▸ Given request A
Answer these from the suspension thread:
(i) About how far is the car lowered in the front?
(ii) What brand of springs is on the car?
(iii) What rims does the car have?
▸ Given request B
From the suspension thread, reproduce word for word the passage that begins at the words "was sup guys, just" and stops after "uncomfortable and bouncy.".
▸ Given request C
Carry the suspension thread forward from its final line.

# Got Motivational Suspension???



## im2kwik4u (Oct 10, 2002)

was sup guys, just wanted to let u kknow that i upgraded my suspension to the shortened struts! These struts are awesome, they handle and ride great, the car rides like if it was never lowered, and the car is lowered about 2.25 in the front. My front fender sits right on the tire, just like the back.
People i know that these struts are pricey but trust me they are worthy. Im riding on roads that i would never dare to drive on because it would be too uncomfortable and bouncy.

I have dropzone springs(i know they're kind of shitty) but the car feels totally stock, so imagine what it must feel like on eibach springs or H&Rs.


----------



## im2kwik4u (Oct 10, 2002)

my ride


----------



## NotAnotherHonda (Aug 7, 2003)

nice...you better mow your lawn soon


----------



## dry (Oct 21, 2002)

oh man, that looks real good


----------



## Gimp (Jun 9, 2002)

Gotta say.....DAMN BOY THAT LOOKS GOOD!!! First GREEN B14 that REALLY looks good.....and GREEN not teal.


----------



## dry (Oct 21, 2002)

yeah the sierra pine SE's are the nicest color on a sentra IMO


----------



## tkvtec (Apr 20, 2003)

DryBoy said:


> yeah the sierra pine SE's are the nicest color on a sentra IMO


What he said


----------



## zeno (Sep 17, 2002)

Very nice. What kind of rims are those?


----------



## im2kwik4u (Oct 10, 2002)

*New Pics*


----------



## im2kwik4u (Oct 10, 2002)

The rims are BSA 262 by the way :SR20de:


----------



## motivational1 (Jul 15, 2002)

Excerpts of location labeling data:
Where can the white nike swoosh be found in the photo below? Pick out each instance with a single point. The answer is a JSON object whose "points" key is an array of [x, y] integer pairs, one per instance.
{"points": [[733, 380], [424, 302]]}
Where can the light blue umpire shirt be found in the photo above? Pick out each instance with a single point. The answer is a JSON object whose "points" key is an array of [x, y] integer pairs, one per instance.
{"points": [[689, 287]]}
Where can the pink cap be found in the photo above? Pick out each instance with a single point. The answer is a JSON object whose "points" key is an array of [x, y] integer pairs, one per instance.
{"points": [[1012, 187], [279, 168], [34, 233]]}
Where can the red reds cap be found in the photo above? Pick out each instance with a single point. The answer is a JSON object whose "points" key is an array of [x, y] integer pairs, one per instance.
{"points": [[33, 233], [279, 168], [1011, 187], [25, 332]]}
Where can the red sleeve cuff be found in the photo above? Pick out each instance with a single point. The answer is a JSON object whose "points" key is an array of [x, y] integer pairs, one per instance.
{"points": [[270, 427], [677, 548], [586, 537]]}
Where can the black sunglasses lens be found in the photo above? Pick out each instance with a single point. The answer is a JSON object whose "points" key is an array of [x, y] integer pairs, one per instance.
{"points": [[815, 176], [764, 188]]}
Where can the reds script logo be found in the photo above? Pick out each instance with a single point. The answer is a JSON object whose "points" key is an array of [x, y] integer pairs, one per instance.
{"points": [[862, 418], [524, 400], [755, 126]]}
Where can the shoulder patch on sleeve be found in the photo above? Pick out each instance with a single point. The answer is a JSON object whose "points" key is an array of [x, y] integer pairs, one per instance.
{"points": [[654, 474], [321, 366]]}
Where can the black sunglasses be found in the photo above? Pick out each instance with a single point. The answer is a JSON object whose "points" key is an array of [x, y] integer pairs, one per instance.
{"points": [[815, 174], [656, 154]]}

▸ Expected output A
(i) About 2.25 in.
(ii) Dropzone springs.
(iii) BSA 262.

▸ Expected output B
was sup guys, just wanted to let u kknow that i upgraded my suspension to the shortened struts! These struts are awesome, they handle and ride great, the car rides like if it was never lowered, and the car is lowered about 2.25 in the front. My front fender sits right on the tire, just like the back.
People i know that these struts are pricey but trust me they are worthy. Im riding on roads that i would never dare to drive on because it would be too uncomfortable and bouncy.

▸ Expected output C
Is it okay if I use some of your pictures for the website when I update it? It looks really good! Glad that you like the way it rides.


----------



## motivational1 (Jul 15, 2002)

I would also like to see pictures of our other customers cars. I would like to use the pictures on the "customers cars" page.


----------



## im2kwik4u (Oct 10, 2002)

motivational1 said:


> I would also like to see pictures of our other customers cars. I would like to use the pictures on the "customers cars" page.


Yea bro go ahead! ill take more pictures of u want


----------



## wickedsr20 (Aug 8, 2002)

motivational1 said:


> I would also like to see pictures of our other customers cars. I would like to use the pictures on the "customers cars" page.


I'll also send you pics once my VE is more completed. It has your shortened strut coil-over setup on it. It's set for a little lower than stock ride to maintain a "sleeper" effect, but I'll slam it before I take the pics.


----------



## Gimp (Jun 9, 2002)

wickedsr20 said:


> It's set for a little lower than stock ride to maintain a "sleeper" effect


Love the thought of that.....although........the perfect sleeper would have a dented fender, "baby on board" window cling, and ME behind the wheel.


----------



## Bryan200sx (Jan 23, 2003)

*another b14 in miami!*

where in miami are you located at those houses look real familiar.......


----------



## motivational1 (Jul 15, 2002)

You can send your pictures to [email protected].


----------



## im2kwik4u (Oct 10, 2002)

motivational1 said:


> You can send your pictures to [email protected].


i live in Spanish lakes, close to PSN elementary 

how bout u?


----------



## NotAnotherHonda (Aug 7, 2003)

Got Motivational? NO!!!  ....and you dont have to rub it in my face!!!!


----------



## Nuskool (Jan 5, 2004)

haha


----------



## wickedsr20 (Aug 8, 2002)

NotAnotherHonda said:


> Got Motivational? NO!!!  ....and you dont have to rub it in my face!!!!


 :thumbup: That's funny. :thumbup:


----------



## theimportscene (Jan 29, 2003)

motivational1 said:


> You can send your pictures to M[email protected].


mike,
are the shortened motis made to work w/ eibach prokits (1" lower than stock)???
i remember you telling me that the motis are 2" shorter than stock
sonny


----------



## Bryan200sx (Jan 23, 2003)

*miami*

i live by tamiami park around WR thomas middle


----------



## motivational1 (Jul 15, 2002)

theimportscene said:


> mike,
> are the shortened motis made to work w/ eibach prokits (1" lower than stock)???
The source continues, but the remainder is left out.